* [BLOQUE DE TEXTO]
+-------+
"Un
juez tiene que ser un señor; si sabe derecho, mejor".
Máxima
inglesa
El
espectáculo que nos brindó Hebe de Bonafini desde que fue llamada a prestar
declaración indagatoria por un juez, que el jueves culminó en la pista mayor
del circo porteño, muestra a las claras en qué estado han quedado las
instituciones de la República tras décadas de corrupción y de complicidad de
los magistrados federales de todas las instancias, ya incapacitados de impartir
Justicia sobre la ciudadanía atónita ante la falta de aptitud moral y el enorme
desprestigio que los cubre, agravado por el conventillo en que han transformado
Comodoro Py.
A
partir de ahora,
¿habrá alguien
que obedezca un mandato judicial?,
¿aceptará
mansamente cualquiera que un Martínez de Giorgi,
un Rafecas, un
Canicoba Corral, un Casanello, un Freiler, un Ballestero, una Figueroa, un
Rosanski, etc., pretenda juzgarlo?
+-------+
* [EXTRACTO DE FUENTE]
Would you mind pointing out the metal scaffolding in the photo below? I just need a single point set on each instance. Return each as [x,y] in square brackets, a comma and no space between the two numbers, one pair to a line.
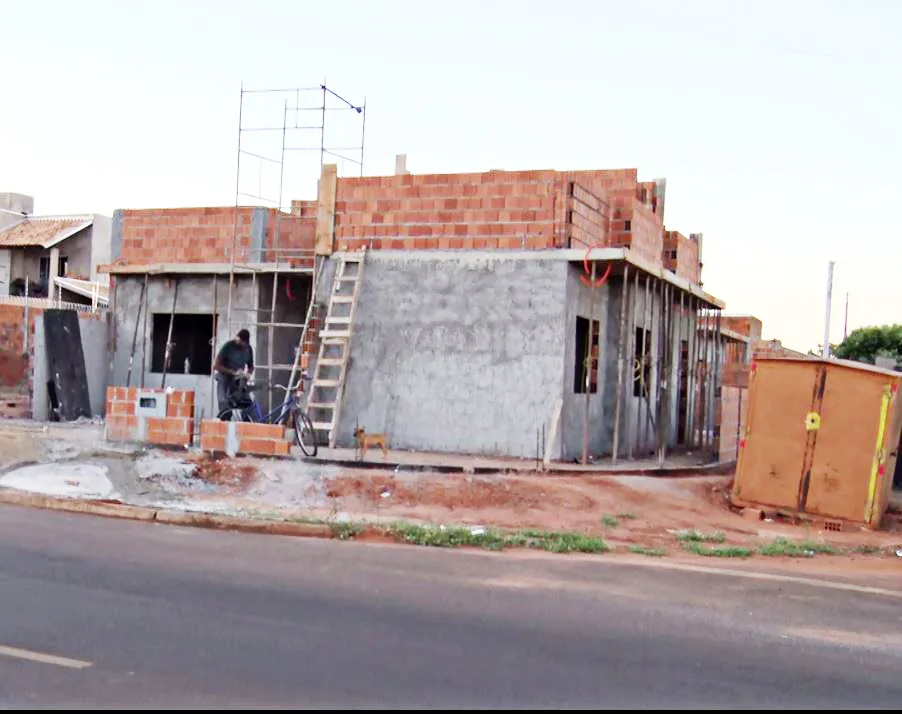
+-------+
* [TAREA] Según el bloque de texto, ¿a qué fue llamada Hebe de Bonafini por un juez?

* [SOLUCIÓN] A prestar declaración indagatoria.